▶ WHAT YOU HAVE TO DO
Copy the rows from the start down through the line containing "[(1013, 95)]", with "pixel coordinates" changed to "point coordinates" throughout and nothing else altered. Leave the pictures out of your copy.
-- Begin --
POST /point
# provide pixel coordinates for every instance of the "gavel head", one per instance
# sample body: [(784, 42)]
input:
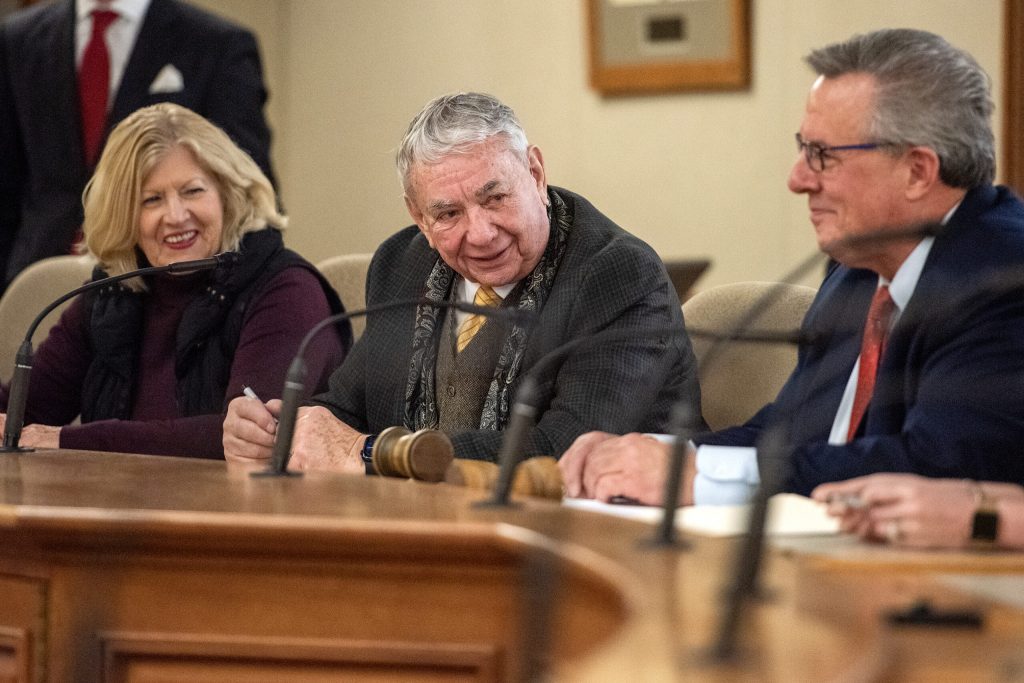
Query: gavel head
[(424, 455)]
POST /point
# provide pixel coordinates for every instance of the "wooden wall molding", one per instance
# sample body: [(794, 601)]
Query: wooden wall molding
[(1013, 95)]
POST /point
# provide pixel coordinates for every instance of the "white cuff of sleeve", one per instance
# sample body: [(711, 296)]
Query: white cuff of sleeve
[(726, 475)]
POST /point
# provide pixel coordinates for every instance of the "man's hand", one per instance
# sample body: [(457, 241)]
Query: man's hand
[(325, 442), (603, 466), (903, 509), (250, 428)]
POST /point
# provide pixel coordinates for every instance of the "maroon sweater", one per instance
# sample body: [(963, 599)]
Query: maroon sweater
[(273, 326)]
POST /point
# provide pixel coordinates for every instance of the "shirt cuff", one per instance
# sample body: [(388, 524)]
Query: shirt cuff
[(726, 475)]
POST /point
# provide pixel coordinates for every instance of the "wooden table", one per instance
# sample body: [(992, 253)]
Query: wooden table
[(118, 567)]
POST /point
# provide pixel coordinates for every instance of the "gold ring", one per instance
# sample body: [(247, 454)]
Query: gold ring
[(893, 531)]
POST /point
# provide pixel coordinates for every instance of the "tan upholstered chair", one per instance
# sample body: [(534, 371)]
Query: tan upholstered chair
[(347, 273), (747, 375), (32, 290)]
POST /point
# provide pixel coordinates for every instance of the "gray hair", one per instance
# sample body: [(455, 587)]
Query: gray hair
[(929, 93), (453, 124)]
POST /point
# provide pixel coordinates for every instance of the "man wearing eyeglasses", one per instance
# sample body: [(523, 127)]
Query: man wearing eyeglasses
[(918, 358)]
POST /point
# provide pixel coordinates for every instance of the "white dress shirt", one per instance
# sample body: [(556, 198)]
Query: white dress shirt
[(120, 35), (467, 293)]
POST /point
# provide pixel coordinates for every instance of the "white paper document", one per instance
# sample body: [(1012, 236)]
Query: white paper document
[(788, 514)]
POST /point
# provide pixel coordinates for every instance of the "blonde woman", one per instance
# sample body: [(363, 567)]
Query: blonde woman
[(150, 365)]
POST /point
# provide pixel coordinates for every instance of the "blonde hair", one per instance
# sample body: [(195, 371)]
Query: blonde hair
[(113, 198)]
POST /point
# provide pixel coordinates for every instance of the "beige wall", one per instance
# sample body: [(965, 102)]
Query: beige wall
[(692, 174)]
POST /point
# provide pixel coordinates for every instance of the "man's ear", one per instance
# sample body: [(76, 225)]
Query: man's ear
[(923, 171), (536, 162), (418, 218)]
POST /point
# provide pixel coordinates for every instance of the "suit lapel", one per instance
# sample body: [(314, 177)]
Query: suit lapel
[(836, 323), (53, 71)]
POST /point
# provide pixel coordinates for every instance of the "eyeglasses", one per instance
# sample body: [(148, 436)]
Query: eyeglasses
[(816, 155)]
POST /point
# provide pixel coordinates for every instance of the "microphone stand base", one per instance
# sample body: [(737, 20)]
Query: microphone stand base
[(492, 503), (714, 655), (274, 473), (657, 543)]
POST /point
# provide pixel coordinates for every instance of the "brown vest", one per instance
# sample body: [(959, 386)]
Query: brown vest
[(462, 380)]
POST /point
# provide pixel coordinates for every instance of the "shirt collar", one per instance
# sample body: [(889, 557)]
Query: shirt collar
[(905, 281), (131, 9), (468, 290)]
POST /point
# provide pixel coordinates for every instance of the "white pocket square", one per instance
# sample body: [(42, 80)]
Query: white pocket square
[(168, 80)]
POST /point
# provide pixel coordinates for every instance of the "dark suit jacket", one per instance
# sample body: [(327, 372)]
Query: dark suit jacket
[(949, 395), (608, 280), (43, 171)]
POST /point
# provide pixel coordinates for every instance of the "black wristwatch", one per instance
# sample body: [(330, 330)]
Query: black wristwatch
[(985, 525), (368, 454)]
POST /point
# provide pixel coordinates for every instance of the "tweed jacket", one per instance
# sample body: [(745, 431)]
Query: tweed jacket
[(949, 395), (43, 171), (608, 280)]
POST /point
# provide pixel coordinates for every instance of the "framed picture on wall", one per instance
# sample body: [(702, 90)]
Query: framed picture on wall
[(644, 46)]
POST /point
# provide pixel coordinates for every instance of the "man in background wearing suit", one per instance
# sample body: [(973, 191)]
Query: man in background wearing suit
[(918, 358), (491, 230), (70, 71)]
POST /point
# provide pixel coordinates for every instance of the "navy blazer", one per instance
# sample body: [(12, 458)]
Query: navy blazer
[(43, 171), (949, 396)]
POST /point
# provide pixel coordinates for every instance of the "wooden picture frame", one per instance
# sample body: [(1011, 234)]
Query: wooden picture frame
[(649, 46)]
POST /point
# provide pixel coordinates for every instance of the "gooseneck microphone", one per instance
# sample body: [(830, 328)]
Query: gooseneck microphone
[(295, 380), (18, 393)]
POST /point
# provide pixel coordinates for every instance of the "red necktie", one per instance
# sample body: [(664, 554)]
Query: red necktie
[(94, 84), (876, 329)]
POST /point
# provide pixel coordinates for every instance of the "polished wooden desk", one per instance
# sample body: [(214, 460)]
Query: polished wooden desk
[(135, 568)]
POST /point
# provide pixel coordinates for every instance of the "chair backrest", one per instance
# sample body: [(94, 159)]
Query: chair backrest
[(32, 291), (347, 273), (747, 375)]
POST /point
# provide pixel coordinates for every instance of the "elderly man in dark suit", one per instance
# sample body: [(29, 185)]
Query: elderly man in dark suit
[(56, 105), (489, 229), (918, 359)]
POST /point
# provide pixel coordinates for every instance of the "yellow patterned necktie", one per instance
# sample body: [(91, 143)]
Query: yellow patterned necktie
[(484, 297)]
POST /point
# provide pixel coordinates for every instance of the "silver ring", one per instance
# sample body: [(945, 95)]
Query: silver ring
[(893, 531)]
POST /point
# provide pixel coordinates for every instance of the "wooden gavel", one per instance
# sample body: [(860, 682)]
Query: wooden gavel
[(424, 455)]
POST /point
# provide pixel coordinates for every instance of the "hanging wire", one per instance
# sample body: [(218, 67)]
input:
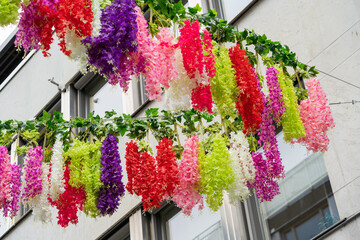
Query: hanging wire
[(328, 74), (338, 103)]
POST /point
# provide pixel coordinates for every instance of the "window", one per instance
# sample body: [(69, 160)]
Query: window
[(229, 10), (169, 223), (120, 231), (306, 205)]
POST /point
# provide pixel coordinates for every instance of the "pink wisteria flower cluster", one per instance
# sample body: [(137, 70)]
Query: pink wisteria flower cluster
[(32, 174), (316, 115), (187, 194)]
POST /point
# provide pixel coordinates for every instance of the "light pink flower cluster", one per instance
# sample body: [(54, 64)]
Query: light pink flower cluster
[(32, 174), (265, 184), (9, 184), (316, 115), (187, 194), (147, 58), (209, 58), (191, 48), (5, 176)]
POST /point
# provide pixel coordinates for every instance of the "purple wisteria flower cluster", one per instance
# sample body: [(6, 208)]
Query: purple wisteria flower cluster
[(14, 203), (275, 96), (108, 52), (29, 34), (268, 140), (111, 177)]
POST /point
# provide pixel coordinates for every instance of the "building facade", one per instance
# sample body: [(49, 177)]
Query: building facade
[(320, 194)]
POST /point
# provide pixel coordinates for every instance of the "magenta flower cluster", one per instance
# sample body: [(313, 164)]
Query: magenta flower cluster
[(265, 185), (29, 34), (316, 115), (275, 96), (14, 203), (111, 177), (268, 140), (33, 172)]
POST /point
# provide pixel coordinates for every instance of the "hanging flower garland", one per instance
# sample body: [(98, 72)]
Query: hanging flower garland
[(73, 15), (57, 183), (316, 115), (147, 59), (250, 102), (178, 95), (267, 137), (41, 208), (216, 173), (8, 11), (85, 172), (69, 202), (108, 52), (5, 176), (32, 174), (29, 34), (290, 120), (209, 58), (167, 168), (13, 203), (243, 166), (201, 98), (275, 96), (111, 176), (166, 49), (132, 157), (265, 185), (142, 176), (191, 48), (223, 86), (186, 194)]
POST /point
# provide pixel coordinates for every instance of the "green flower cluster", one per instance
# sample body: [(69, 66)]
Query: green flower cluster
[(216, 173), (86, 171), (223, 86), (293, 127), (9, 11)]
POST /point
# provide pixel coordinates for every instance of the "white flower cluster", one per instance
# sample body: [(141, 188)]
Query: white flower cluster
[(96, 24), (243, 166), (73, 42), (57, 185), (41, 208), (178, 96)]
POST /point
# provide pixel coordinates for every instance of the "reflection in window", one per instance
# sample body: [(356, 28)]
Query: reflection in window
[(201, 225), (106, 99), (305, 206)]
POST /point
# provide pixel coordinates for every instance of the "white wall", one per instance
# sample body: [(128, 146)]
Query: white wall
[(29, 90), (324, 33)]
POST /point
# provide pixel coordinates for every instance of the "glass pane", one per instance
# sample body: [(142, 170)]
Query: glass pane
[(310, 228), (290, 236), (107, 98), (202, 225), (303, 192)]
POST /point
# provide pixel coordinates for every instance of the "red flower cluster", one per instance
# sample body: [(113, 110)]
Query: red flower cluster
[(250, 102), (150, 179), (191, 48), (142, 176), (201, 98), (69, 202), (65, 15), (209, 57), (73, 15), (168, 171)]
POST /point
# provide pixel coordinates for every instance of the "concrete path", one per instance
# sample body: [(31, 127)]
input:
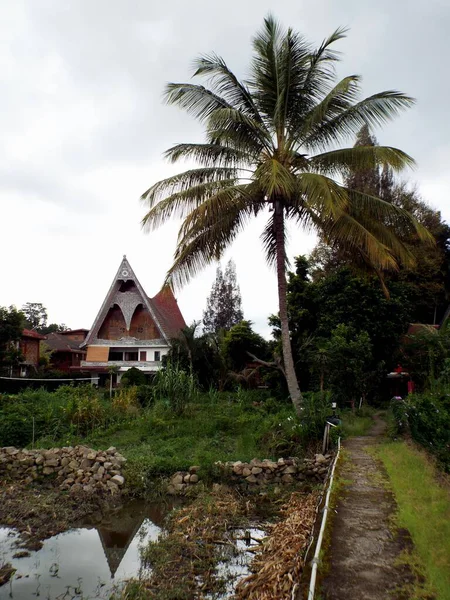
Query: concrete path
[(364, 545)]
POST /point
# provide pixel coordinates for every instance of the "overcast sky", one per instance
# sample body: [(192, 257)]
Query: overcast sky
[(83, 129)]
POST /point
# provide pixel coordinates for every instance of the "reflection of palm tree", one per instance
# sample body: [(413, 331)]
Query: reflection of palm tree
-- End --
▶ SOLUTION TO THIS PROBLEM
POST /point
# provide point coordinates for every instance of the "gavel head", one per instance
# sample body: [(784, 42)]
input:
Query: gavel head
[(424, 455)]
POST /point
# provide point coordinates for every instance of the "wooden wall molding", one per instance
# sample body: [(794, 601)]
Query: wooden wall molding
[(1013, 95)]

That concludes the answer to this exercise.